* **Provided text**:
[start]

Flat Index¶
Overview¶
FlatIndex is the simplest and most direct index implementation in GoVector. It performs brute-force search by iterating through all vectors and calculating distances to find the nearest neighbors. While it has O(n) search complexity, it provides exact results and serves as an important baseline for evaluating other indexing algorithms.
Implementation Principles¶
Core Data Structure¶
Search Algorithm¶
func (f *FlatIndex) Search(query []float32, filter *Filter, topK int) ([]ScoredPoint, error) {
f.mu.RLock()
defer f.mu.RUnlock()
candidates := make([]ScoredPoint, 0)
for _, point := range f.points {
if filter != nil && !MatchFilter(point.Payload, filter) {
continue
}
score := CalculateDistance(f.metric, query, point.Vector)
candidates = append(candidates, ScoredPoint{
ID: point.ID,
Version: point.Version,
Score: score,
Payload: point.Payload,
})
}
sort.Slice(candidates, func(i, j int) bool {
return compareScores(f.metric, candidates[i].Score, candidates[j].Score)
})
if len(candidates) > topK {
candidates = candidates[:topK]
}
return candidates, nil
}
Distance Calculation¶
func CalculateDistance(metric Distance, a, b []float32) float32 {
switch metric {
case Cosine:
return CosineDistance(a, b)
case Euclidean:
return EuclideanDistance(a, b)
case Dot:
return -DotProduct(a, b) // Negative because higher is better
default:
return EuclideanDistance(a, b)
}
}
func compareScores(metric Distance, a, b float32) bool {
switch metric {
case Cosine, Euclidean:
return a < b // Lower is better
case Dot:
return a > b // Higher is better
default:
return a < b
}
}
Filter Matching¶
func MatchFilter(payload map[string]interface{}, filter *Filter) bool {
if filter == nil {
return true
}
// Must conditions (all must match)
for _, cond := range filter.Must {
if !matchCondition(payload, cond) {
return false
}
}
// MustNot conditions (none should match)
for _, cond := range filter.MustNot {
if matchCondition(payload, cond) {
return false
}
}
// Should conditions (at least one should match)
if len(filter.Should) > 0 {
matched := false
for _, cond := range filter.Should {
if matchCondition(payload, cond) {
matched = true
break
}
}
if !matched {
return false
}
}
return true
}
func matchCondition(payload map[string]interface{}, cond *Condition) bool {
value, exists := payload[cond.Key]
if !exists {
return false
}
if cond.Exists != nil {
return cond.Exists.Value == exists
}
if cond.Match != nil {
return reflect.DeepEqual(value, cond.Match.Value)
}
if cond.Range != nil {
num, ok := toFloat64(value)

[end]

* **Work to complete**:
1 – Print the portion of the Flat Index documentation starting at "Flat Index¶" and ending at "candidates := make([]ScoredPoint, 0)".
2 – In the Flat Index documentation, which distance function does CalculateDistance use when the metric matches none of the listed cases?
3 – Pick up the Flat Index documentation after its final line and keep writing.

* **Raw records**:
[start]

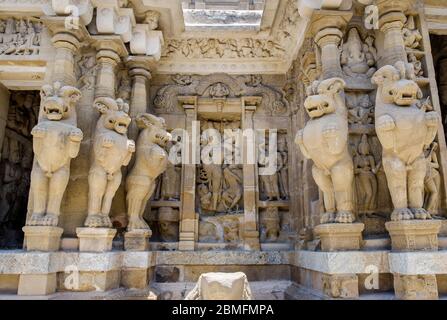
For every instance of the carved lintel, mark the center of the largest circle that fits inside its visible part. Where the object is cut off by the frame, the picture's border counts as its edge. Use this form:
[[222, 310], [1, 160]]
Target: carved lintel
[[111, 19], [80, 8], [146, 42]]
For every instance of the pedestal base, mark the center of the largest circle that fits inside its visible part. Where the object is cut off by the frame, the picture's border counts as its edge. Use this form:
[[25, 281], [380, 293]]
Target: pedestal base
[[95, 239], [137, 240], [344, 286], [415, 287], [340, 236], [414, 235], [42, 238]]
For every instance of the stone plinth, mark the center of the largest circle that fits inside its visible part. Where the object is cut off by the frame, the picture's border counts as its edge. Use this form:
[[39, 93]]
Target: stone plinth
[[95, 239], [413, 235], [42, 238], [137, 240], [345, 286], [340, 236], [415, 287]]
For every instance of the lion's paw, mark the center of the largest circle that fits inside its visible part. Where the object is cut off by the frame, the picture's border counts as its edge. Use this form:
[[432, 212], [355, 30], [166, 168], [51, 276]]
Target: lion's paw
[[98, 221], [35, 219], [344, 217], [137, 223], [402, 214], [420, 213]]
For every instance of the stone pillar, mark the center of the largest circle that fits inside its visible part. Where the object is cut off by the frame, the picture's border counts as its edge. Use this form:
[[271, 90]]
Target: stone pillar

[end]

* **Expected answers**:
1 –
Flat Index¶
Overview¶
FlatIndex is the simplest and most direct index implementation in GoVector. It performs brute-force search by iterating through all vectors and calculating distances to find the nearest neighbors. While it has O(n) search complexity, it provides exact results and serves as an important baseline for evaluating other indexing algorithms.
Implementation Principles¶
Core Data Structure¶
Search Algorithm¶
func (f *FlatIndex) Search(query []float32, filter *Filter, topK int) ([]ScoredPoint, error) {
f.mu.RLock()
defer f.mu.RUnlock()
candidates := make([]ScoredPoint, 0)

2 – EuclideanDistance

3 –
if !ok {
return false
}
if cond.Range.Gte != nil && num < *cond.Range.Gte {
return false
}
if cond.Range.Lte != nil && num > *cond.Range.Lte {
return false
}
if cond.Range.Gt != nil && num <= *cond.Range.Gt {
return false
}
if cond.Range.Lt != nil && num >= *cond.Range.Lt {
return false
}
}
return true
}
Point Management¶
Adding Points¶
func (f *FlatIndex) AddPoints(points []*PointStruct) error {
f.mu.Lock()
defer f.mu.Unlock()
for _, p := range points {
f.points[p.ID] = p
}
return nil
}
Deleting Points¶
func (f *FlatIndex) Delete(pointIDs []string, filter *Filter) (int, error) {
f.mu.Lock()
defer f.mu.Unlock()
deleted := 0
for _, id := range pointIDs {
if point, exists := f.points[id]; exists {
if filter == nil || MatchFilter(point.Payload, filter) {
delete(f.points, id)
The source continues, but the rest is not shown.